## INSTRUCTIONS FOR THE TASK:
Write the next part of the blog entry about untangling and processing hooded mountain tanagers from the net, starting right after its final sentence.

Friday, July 22, 2016

Shredded to Bits

9 July 2016

I’m happy to report that Mario & Tatiana got over their malaise today. They were a bit more relaxed & chatty with me, which made me feel good. Feeling the odd man out, unable to communicate, is always a terrible feeling. But we bonded over the struggle to handle 4 large & very aggressive hooded mountain tanagers at once. I needed Mario’s help to get them all out of the net; one of the poor guys had gotten the net tangled around the grooves in its tongue & I was afraid it would writhe so much it would rip its own tongue off – which I’ve seen happen & is terrible (fortunately, with his help all tongues were in tact). It must have been a small flock of the tanagers passing through because while we were trying to disentangle the 4 from the net, there were 2 others screeching at us from nearby trees.

A queue of waiting birds

Hooded mountain tanager wings

Hooded mountain tanager

While these are beautiful birds & a still photo makes them appear quite calm, I assure you, they are anything but! They are incredible strong & incredibly hostile in defending themselves against sudden man-handling by large, strange, stinky mammals. We had to process them in an assembly line so they wouldn’t shred any one person’s hands if we held them too long (it took almost 2 hours to get all 4 done). As mainly fruit eaters, their beaks are incredibly strong, not to mention their raptor like claws with half-inch long daggers for nails & vice like grips. It. Was. Painful. So of course we’re griping & arguing with these poor birds the whole time, laughing at each other as we share our “dolor”.

## DATA TO EXAMINE:

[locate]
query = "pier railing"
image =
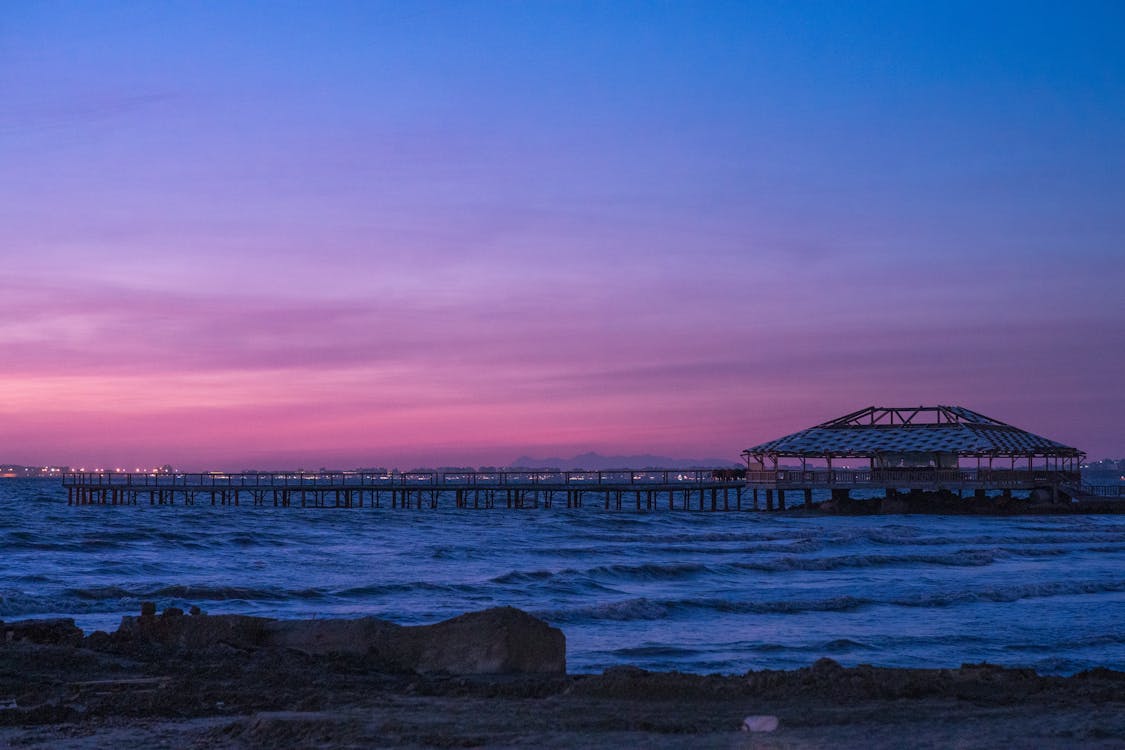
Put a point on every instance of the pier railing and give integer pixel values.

==

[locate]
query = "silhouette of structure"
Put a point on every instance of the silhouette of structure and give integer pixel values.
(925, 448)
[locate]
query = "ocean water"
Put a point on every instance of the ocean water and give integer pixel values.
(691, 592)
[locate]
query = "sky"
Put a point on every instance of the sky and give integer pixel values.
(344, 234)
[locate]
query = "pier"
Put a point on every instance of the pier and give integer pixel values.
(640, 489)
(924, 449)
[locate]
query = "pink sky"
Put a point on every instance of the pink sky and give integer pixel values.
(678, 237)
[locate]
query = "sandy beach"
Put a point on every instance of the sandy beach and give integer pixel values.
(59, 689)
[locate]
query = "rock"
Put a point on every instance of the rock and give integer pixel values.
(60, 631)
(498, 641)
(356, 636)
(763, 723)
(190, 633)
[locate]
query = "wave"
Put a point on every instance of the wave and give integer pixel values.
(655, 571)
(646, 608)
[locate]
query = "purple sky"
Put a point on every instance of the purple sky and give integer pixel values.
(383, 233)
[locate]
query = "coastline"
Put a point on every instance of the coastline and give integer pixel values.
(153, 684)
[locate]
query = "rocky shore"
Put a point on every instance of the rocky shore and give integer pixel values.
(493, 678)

## ANSWER FOR THIS EXERCISE:
Hooded mountain tanager

To keep them from biting, we wrapped their beak w/1st aid tape


There was a surprise when we got back to the station tonight: Luke from the Netherlands. It makes me feel a little bit better about the lack of info I got in coming here, knowing that I’m not the only one. Mario was told that an American male would be coming to the station last Wed. & that was all he knew (the male part was right), but it never happened. Then on Friday, he got a call & was told that the guy would be coming on Sunday. Surprise, surprise, he showed up on Saturday! Poor guy arrived around 9am to an empty station (the farmer at least unlocked the house for him) and waited around all day for us to come back around 6:30pm. I immediately switched to English & was so relieved to be able to talk to someone again (his Spanish is way better than mine, so he’ll have no problem here). I was also, as I said, somewhat relieved to hear that he wasn’t given any info about conditions here either. So I did my best to give him a bit of an orientation: explain the ways of the station & what he should expect in the field tomorrow. He’s a recent biology undergraduate from southern Holland, who has done lots of work with birds & plans on spending the next 3 months in Colombia with this organization working on the country-wide cataloguing project. He’ll move to the next station with Mario & Tatiana next week, but they’ll only be there for a month, so I’m not sure (& neither is he) where they’ll send him after that.

Either way, it’ll be nice to have someone I can easily turn to for English translations over the next 4 days :) So thanks for coming, Luke!